== REQUIREMENT ==
Give the data again in its entirety, exactly as provided.

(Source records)

● ● ● ● ● ● ●

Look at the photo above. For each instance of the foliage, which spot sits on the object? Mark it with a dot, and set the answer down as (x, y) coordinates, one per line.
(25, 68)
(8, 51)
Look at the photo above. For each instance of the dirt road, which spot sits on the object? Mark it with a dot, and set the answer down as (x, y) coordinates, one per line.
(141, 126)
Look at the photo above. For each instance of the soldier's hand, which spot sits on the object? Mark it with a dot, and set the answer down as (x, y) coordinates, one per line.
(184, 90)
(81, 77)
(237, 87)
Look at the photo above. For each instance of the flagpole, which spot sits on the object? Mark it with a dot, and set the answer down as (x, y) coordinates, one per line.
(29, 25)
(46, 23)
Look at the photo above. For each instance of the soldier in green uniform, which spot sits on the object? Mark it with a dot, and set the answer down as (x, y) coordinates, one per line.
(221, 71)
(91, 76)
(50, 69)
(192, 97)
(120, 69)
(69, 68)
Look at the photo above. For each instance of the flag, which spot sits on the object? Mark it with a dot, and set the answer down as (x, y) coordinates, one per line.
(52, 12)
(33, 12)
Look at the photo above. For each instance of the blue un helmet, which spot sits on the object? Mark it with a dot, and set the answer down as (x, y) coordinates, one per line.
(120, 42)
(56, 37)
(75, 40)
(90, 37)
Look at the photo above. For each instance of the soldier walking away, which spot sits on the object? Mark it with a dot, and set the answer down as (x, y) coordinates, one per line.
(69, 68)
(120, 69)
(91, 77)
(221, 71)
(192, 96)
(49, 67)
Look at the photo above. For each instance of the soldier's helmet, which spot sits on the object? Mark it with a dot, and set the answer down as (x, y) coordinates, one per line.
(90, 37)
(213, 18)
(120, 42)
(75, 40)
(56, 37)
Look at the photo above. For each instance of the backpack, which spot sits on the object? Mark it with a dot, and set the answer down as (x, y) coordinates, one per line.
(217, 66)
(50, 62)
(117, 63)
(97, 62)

● ● ● ● ● ● ●

== RESULT BELOW ==
Look at the photo above. For each instance of the foliage, which spot sits on the object? Mark it with a dot, and set the answer down as (x, y) coordinates, one per line.
(25, 68)
(8, 51)
Look at the photo above. For each instance of the dirt road, which spot sits on the object? Mark it with a dot, and set the answer down as (x, y) coordinates, one per line.
(141, 126)
Look at the photo above. For each instance of the soldier's hand, which spot sits on the object? Mark it with a dot, and set the answer down as (x, y) coordinates, one per line.
(184, 90)
(81, 77)
(237, 87)
Look at the photo above. For each instance of the flagpole, which spot sits on the object? Mark it with a dot, and set the answer down as (x, y) coordinates, one per line.
(29, 25)
(46, 23)
Look at the photo above. For each instance of the soldier in green uniform, which spot sits on the object? Mark it with a dot, and set the answer down as (x, y) coordinates, one per line.
(221, 71)
(91, 76)
(50, 69)
(192, 97)
(120, 69)
(69, 68)
Look at the photo above. For each instance of the flag, which spot sits on the object? Mark it with a dot, and set the answer down as (x, y) coordinates, one per line.
(52, 12)
(33, 12)
Look at the photo above. For each instance of the blue un helmet, which spot sits on the object? Mark it with a dot, and set the answer down as (x, y) coordinates, one per line.
(120, 42)
(56, 37)
(75, 40)
(90, 37)
Look at the photo above. For each instance of the soldier walking away, which spot sits on the object? Mark it with a dot, and set the answer down as (x, y) coordinates, one per line.
(69, 68)
(120, 69)
(91, 77)
(221, 71)
(192, 96)
(49, 67)
Look at the photo above. For each instance of the soldier's helmet, which spot sits on the object? Mark it with a dot, and set the answer down as (x, y) coordinates, one per line.
(90, 37)
(213, 18)
(120, 42)
(75, 40)
(56, 37)
Look at the photo above. For each instance of the backpack, which spot sits on the object? Mark it with a dot, and set the answer down as (x, y) coordinates, one per line.
(217, 66)
(50, 62)
(117, 63)
(97, 62)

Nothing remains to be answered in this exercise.